## [TEXT EXCERPT]
= Beginning of Section =

Fallowfield. Three syllables, one word and you already have an imagine in your head. An image shown through the blurs of smoke from exhausts of cars speeding up and down the roads, an image lit up by blue flashing lights, an image created by the media. When it comes to an image you only see what’s in the frame, you never get to see the bigger picture.

Fallowfield. Three syllables, one word and I have an image in my head. An image that is diverse, full of people coming together to celebrate everyone’s differences. An image that is lit up by the infectious smiles on people’s faces. An image that is what I open my eyes too everyday. An image I call home.


What makes a great place to live? A place where you can feel safe walking the streets. A place where you can be who you want to be, when you want to be. A place that is supported by its council, represented by its political leaders. A place where change can happen and is accepted.

= End of Section =

Answer these questions about the text on Fallowfield above:
1. How many syllables does the text give for "Fallowfield"?
2. What does the writer call the image in their own head?
3. According to the text, what can you feel when walking the streets of a great place to live?
The rows that follow have nothing to do with the text above.

## [RECORDS]
= Beginning of Section =

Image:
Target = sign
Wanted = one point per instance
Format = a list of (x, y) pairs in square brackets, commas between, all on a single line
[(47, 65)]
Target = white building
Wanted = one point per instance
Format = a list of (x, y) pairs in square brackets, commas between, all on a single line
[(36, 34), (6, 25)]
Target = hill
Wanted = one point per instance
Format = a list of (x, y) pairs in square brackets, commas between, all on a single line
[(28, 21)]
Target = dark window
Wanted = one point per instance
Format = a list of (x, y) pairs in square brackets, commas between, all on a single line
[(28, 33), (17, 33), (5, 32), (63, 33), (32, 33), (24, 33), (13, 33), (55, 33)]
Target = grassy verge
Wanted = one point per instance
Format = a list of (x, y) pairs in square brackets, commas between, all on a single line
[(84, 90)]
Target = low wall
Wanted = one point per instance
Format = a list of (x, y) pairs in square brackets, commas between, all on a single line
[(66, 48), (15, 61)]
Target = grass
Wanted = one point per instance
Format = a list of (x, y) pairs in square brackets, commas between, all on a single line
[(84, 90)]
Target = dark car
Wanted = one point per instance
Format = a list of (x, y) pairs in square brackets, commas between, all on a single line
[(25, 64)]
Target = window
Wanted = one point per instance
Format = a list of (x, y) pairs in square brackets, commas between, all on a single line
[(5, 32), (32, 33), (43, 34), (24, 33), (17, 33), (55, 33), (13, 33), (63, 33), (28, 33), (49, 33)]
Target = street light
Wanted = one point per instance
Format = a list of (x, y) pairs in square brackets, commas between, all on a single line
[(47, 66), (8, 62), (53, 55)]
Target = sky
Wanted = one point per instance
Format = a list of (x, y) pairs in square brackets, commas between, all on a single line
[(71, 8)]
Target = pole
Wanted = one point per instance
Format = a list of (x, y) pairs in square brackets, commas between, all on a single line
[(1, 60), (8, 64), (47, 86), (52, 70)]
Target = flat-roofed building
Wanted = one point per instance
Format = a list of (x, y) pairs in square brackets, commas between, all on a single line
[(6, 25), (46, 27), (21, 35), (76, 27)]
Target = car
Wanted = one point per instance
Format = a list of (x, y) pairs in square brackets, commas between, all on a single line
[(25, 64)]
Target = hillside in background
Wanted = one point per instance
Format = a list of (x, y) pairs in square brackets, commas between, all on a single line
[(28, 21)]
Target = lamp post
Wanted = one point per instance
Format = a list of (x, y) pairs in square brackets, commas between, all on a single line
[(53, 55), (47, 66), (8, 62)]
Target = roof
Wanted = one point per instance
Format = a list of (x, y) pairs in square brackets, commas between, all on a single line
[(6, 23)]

= End of Section =

## [TASK RESPONSE]
1. Three
2. Home
3. Safe